Problem description = Put the records below into a numbered list, one record per item, and leave out any blank lines.

Entries provided =
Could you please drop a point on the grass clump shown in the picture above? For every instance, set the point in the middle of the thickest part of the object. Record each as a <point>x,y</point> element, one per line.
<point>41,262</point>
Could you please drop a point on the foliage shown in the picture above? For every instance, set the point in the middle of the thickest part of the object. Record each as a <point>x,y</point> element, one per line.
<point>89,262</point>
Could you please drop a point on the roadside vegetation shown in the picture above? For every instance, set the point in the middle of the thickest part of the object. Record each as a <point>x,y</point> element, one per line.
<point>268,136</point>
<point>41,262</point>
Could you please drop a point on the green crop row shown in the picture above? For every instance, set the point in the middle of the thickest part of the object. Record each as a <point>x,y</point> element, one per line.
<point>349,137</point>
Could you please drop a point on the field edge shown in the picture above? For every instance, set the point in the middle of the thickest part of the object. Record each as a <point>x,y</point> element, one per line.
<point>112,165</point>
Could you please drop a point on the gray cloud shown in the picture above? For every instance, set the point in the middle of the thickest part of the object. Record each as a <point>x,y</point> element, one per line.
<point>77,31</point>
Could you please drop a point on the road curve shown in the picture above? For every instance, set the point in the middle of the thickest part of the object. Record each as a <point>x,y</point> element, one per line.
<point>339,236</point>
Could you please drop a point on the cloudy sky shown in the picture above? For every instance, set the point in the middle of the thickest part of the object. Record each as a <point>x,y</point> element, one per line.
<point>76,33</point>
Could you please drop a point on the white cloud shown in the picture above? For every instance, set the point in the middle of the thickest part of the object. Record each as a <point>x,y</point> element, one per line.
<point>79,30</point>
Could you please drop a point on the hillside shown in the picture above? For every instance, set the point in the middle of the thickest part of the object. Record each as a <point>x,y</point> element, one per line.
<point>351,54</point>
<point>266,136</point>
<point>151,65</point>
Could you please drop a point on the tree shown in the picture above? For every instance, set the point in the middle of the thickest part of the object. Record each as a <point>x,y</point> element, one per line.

The completed task =
1. Could you please drop a point on the grass clump shown in the picture above? For every instance, set the point in the middle of the thickest part of the object. Record each as a <point>x,y</point> element, one per line.
2. <point>41,262</point>
3. Could you please drop a point on the foliage shown in the picture above? For every instance, set the point in the middle of the thickest part of the object. Record each as a <point>x,y</point> element, one per line.
4. <point>89,262</point>
5. Could you please drop a point on the roadside vegetation shown in the picture above? For every instance, set the point in the middle of the thickest part of the object. Record each as a <point>x,y</point> element, one per line.
6. <point>268,136</point>
7. <point>41,262</point>
8. Could you please drop a point on the green crop row shown in the picture above? For every instance, set the point in the middle of the thickest part of the object. Record each as a <point>x,y</point> element, one per line.
9. <point>349,137</point>
10. Could you please drop a point on the field edge shown in the picture above? For every instance, set the point in the middle of the thickest part of the object. Record each as a <point>x,y</point> element, one per line.
11. <point>112,165</point>
12. Could you please drop a point on the gray cloud shown in the picture above? For every instance, set the point in the middle of the thickest part of the object. Record each as a <point>x,y</point> element, one per line.
13. <point>77,31</point>
14. Could you please drop a point on the road curve shown in the picture above? For every instance, set the point in the middle of the thickest part of the object. Record each as a <point>x,y</point> element, one per line.
15. <point>339,236</point>
16. Could you please drop a point on the cloudy sky shown in the picture above? For every instance, set the point in the middle of the thickest part of the object. Record each as a <point>x,y</point> element, one per line.
17. <point>76,33</point>
18. Could you please drop a point on the white cloud shown in the picture above? For every instance, set the point in the middle of the thickest part of the object. Record each as a <point>x,y</point> element, one per line.
19. <point>79,30</point>
20. Could you please drop a point on the hillside shown in the picture above? For every instance, set the point in the middle of the thickest part of the object. Record each as a <point>x,y</point> element, one per line.
21. <point>351,54</point>
22. <point>266,136</point>
23. <point>151,65</point>
24. Could you please drop a point on the tree shown in the picture above? For every instance, set the point in the middle of the thickest part of the object. Record each as a <point>x,y</point> element, one per line.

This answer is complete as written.